* [To do]
Substitute "localization task" for "detection task" in the items from the line containing "is: car wheel" through the line containing "[75,318,91,344]", and reproduce only those lines with everything else unchanged.

* [Records to process]
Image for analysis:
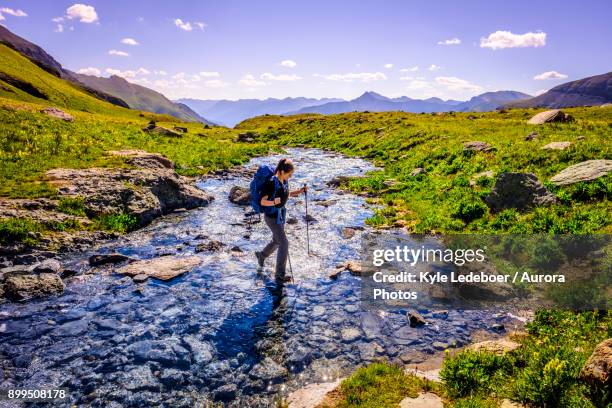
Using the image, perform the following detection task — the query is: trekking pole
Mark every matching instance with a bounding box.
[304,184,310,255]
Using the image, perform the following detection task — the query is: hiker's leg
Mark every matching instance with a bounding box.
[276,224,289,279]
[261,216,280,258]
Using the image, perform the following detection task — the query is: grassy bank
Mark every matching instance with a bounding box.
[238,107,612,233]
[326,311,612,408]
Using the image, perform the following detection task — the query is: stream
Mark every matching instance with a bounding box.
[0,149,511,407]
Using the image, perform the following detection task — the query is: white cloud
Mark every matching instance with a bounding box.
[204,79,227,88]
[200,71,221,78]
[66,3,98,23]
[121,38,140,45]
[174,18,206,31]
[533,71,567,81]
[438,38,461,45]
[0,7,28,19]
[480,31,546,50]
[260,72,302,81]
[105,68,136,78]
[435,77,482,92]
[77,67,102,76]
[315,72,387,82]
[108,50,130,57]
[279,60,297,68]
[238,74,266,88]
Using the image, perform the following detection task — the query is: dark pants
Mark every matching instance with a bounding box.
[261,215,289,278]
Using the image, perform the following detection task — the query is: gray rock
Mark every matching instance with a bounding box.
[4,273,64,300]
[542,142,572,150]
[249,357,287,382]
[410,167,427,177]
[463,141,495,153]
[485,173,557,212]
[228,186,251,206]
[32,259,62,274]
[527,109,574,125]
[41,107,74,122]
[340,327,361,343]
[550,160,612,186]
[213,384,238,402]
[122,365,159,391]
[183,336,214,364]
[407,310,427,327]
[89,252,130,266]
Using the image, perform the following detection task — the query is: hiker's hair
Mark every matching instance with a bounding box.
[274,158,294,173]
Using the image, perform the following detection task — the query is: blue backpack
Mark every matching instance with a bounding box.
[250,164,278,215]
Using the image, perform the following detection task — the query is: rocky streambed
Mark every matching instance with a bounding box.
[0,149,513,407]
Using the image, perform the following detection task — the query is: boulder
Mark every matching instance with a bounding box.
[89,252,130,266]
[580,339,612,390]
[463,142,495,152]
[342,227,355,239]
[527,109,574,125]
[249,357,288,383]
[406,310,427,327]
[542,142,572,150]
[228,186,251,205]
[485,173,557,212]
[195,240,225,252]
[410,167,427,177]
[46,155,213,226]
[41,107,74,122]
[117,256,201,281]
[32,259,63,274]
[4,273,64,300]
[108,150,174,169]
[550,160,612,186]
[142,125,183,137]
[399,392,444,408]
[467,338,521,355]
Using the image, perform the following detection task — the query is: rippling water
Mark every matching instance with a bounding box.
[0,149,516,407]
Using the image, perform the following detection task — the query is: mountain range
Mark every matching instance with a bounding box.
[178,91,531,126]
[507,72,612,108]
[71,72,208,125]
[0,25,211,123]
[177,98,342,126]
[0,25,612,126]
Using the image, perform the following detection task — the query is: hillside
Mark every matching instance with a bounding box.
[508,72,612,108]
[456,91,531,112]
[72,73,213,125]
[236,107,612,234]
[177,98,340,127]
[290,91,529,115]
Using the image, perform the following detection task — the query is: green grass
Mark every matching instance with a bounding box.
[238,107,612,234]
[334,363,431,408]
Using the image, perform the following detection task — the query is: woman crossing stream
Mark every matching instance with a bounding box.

...

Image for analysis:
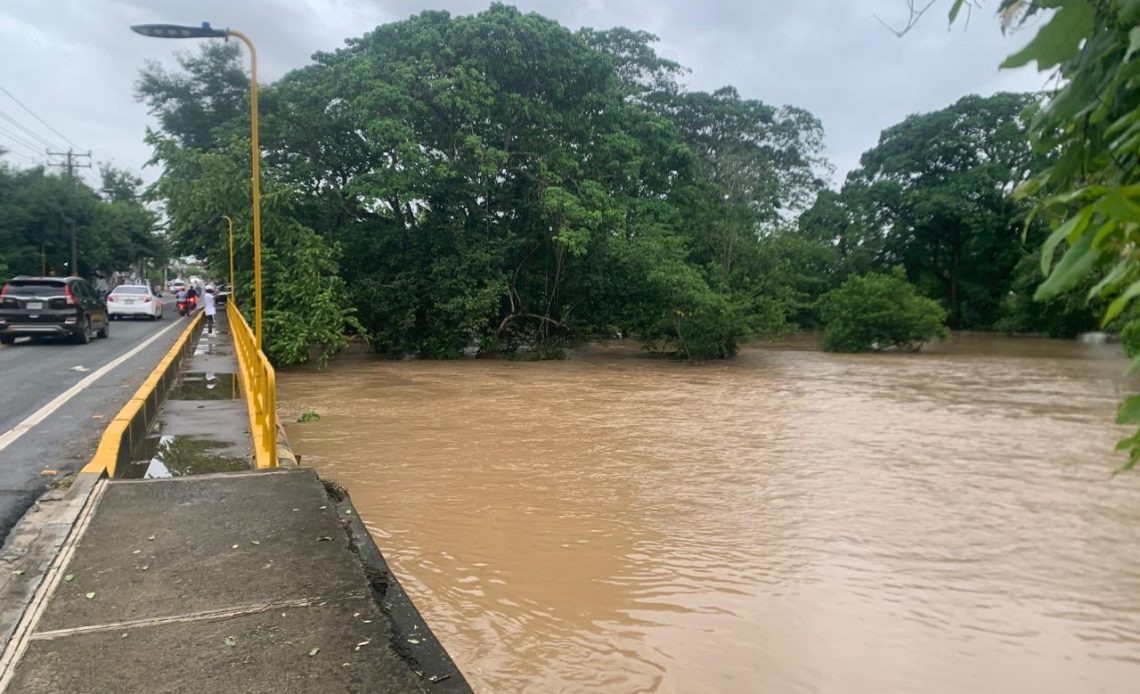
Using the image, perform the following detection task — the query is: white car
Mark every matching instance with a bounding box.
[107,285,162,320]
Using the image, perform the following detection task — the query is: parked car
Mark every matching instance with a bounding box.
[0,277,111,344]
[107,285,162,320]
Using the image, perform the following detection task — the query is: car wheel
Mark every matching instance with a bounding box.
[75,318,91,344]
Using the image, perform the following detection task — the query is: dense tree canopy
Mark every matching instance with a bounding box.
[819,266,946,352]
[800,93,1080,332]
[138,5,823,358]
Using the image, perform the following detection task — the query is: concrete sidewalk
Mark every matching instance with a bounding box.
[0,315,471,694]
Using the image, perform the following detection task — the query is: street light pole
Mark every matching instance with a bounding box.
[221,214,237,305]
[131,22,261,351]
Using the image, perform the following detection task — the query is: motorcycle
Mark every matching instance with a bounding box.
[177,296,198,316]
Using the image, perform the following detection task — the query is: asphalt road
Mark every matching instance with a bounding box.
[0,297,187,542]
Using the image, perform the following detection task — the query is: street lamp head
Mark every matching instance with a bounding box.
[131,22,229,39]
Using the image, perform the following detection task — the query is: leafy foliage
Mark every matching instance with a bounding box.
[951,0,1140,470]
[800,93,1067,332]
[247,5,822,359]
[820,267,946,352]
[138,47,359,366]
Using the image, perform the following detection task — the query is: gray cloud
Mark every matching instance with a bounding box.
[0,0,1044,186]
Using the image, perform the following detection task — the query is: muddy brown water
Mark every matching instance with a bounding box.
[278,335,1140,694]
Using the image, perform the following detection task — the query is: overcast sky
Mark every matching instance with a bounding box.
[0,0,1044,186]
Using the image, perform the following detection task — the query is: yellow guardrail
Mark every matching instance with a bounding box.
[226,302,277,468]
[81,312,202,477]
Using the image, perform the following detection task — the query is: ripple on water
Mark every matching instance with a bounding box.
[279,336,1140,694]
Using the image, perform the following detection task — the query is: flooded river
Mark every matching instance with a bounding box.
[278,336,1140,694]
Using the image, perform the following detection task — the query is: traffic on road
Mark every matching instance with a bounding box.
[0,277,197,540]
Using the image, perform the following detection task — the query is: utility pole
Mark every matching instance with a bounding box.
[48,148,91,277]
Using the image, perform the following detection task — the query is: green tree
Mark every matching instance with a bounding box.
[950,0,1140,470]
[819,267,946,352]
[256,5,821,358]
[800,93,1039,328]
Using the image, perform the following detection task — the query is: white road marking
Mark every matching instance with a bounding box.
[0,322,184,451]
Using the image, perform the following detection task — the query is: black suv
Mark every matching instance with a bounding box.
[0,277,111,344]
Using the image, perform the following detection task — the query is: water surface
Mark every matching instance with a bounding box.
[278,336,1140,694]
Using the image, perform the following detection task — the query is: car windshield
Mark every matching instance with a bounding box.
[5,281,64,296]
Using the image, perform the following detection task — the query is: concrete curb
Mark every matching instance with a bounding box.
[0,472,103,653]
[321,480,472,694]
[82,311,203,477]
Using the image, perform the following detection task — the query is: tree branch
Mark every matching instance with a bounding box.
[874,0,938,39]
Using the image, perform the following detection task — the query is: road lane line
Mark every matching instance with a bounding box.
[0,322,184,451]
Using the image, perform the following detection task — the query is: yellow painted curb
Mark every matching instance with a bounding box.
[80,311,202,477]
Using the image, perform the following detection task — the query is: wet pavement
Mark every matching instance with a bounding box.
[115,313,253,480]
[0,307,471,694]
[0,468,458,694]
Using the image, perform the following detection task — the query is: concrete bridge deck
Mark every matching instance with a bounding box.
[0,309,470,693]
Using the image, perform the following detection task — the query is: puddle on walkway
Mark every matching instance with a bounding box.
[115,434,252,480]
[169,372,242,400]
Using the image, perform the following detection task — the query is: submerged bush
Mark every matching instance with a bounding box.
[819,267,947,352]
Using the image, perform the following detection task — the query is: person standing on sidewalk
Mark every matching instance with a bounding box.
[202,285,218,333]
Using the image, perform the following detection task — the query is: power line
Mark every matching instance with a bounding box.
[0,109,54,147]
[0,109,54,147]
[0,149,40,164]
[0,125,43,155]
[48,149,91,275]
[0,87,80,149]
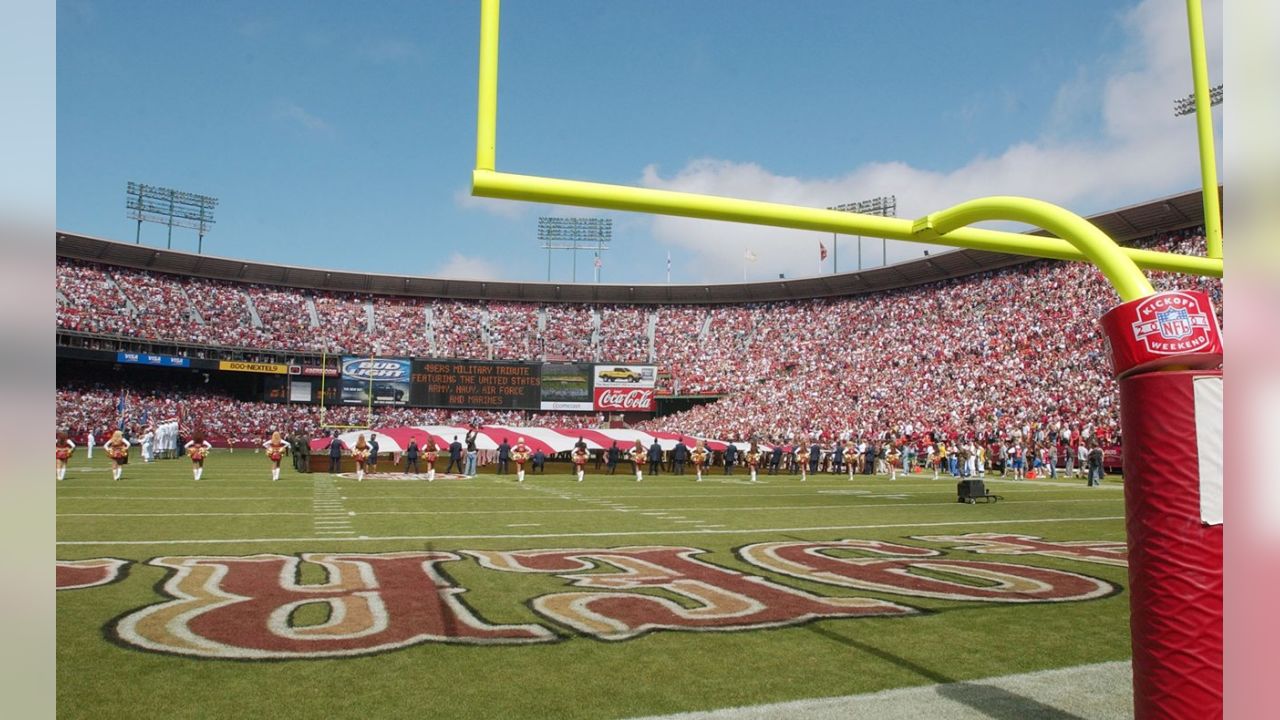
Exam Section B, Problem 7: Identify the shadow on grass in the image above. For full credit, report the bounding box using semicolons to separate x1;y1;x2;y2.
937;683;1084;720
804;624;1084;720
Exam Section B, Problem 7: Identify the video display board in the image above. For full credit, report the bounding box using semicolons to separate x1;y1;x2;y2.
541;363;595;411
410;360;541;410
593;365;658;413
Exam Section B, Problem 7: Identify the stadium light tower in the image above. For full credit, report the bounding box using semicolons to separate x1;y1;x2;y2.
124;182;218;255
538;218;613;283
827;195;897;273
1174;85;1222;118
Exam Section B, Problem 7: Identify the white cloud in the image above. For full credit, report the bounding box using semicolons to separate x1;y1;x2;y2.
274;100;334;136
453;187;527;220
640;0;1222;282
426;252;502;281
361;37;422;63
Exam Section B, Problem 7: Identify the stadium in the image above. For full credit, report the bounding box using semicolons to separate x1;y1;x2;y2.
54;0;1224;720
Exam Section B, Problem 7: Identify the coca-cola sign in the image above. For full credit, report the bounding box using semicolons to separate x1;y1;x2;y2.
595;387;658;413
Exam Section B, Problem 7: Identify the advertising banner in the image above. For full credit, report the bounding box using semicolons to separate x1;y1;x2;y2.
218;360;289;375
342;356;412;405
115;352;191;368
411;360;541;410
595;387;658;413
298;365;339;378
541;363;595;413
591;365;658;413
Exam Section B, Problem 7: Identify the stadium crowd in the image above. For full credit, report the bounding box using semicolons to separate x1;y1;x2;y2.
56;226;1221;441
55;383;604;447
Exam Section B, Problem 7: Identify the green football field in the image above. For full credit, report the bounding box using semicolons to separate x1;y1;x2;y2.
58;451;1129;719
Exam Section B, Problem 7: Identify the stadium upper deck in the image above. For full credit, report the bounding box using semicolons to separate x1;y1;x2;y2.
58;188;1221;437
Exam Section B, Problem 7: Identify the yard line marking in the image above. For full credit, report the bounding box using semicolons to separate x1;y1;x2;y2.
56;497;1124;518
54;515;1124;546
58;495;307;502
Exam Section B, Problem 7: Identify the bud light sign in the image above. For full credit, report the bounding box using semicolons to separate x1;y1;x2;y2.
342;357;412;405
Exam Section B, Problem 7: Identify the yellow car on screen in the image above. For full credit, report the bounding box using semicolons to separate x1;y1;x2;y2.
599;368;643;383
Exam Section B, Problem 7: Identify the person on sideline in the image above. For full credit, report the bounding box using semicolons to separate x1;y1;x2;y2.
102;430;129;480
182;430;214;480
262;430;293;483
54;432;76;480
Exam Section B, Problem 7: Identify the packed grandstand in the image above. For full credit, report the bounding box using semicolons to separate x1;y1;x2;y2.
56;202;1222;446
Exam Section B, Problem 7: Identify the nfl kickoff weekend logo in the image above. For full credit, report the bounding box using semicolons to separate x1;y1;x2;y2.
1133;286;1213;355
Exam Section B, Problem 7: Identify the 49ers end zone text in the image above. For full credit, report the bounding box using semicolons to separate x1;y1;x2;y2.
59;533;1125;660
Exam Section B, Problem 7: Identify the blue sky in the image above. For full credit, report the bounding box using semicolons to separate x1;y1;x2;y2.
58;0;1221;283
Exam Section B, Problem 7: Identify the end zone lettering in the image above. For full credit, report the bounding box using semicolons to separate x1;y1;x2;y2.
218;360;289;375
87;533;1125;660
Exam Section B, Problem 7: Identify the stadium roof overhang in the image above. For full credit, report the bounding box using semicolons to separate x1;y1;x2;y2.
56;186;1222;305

* [Problem solution]
Using the image, perform the following localization task — the query is: car wheel
Mark every matching instance with a bounding box.
[75,318,91,344]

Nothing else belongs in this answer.